▶ _Requirement_: Repeat the lines running from the one containing "segment --target tropical" through the end of the items, inclusive, exactly as they stand.

▶ _The input_:
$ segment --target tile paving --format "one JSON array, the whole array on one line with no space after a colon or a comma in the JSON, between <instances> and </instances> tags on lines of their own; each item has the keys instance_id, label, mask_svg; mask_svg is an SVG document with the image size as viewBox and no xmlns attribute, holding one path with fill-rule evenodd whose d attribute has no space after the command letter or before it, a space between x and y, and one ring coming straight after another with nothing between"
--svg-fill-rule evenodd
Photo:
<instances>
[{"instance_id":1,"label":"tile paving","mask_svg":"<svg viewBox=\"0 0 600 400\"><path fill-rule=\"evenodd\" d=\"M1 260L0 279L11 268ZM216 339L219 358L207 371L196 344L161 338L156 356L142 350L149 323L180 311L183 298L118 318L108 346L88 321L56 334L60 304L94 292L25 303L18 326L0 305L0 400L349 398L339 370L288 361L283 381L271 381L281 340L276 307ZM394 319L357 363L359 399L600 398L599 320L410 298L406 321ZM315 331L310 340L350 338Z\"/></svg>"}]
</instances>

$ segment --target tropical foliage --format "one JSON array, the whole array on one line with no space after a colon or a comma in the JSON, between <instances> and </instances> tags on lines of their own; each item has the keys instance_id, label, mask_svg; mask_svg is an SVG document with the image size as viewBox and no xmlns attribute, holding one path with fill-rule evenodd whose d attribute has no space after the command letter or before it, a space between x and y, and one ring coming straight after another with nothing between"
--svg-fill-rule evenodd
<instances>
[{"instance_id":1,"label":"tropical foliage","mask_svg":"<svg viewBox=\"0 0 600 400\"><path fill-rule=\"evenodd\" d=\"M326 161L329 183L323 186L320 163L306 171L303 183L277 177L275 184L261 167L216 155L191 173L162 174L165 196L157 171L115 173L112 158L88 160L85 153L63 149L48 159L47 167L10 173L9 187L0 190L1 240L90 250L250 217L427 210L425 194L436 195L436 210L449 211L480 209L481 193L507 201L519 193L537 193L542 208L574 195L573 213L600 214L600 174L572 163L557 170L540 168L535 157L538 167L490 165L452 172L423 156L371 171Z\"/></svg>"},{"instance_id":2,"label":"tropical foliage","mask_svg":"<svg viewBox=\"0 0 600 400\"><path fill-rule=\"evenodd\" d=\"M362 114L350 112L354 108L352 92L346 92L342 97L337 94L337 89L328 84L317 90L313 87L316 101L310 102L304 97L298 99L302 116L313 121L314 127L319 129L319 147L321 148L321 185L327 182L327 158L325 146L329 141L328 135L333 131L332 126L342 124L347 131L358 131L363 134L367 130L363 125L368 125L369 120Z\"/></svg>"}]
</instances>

▶ _Task output_:
$ segment --target tropical foliage --format "one JSON array, the whole array on one line with no space after a colon or a comma in the JSON, between <instances> and </instances> tags on lines of their own; each item has the keys instance_id, label, mask_svg; mask_svg is an SVG document with the image size as viewBox and no xmlns attribute, holding one path with fill-rule evenodd whose d attribute has no space after the command letter or before it, a space between x and y, and one ring coming straight after another with nothing between"
--svg-fill-rule evenodd
<instances>
[{"instance_id":1,"label":"tropical foliage","mask_svg":"<svg viewBox=\"0 0 600 400\"><path fill-rule=\"evenodd\" d=\"M326 161L329 183L323 186L320 163L306 171L303 183L277 177L275 184L261 167L216 155L191 173L162 174L165 196L157 171L115 173L112 158L88 160L85 153L63 149L48 159L47 167L10 173L9 187L0 190L1 240L90 250L250 217L427 210L425 194L436 195L436 210L449 211L480 209L481 193L507 201L519 193L537 193L542 208L574 195L573 213L600 214L600 174L572 163L557 170L540 168L535 157L538 167L490 165L452 172L423 156L371 171Z\"/></svg>"},{"instance_id":2,"label":"tropical foliage","mask_svg":"<svg viewBox=\"0 0 600 400\"><path fill-rule=\"evenodd\" d=\"M362 114L350 112L354 108L352 92L346 92L342 97L337 94L337 89L328 84L317 90L313 87L316 101L310 102L304 97L298 99L302 116L313 121L314 127L319 129L319 147L321 148L321 185L327 182L327 158L325 146L329 141L328 135L333 131L332 126L342 124L347 131L358 131L363 134L367 130L363 125L368 125L369 120Z\"/></svg>"}]
</instances>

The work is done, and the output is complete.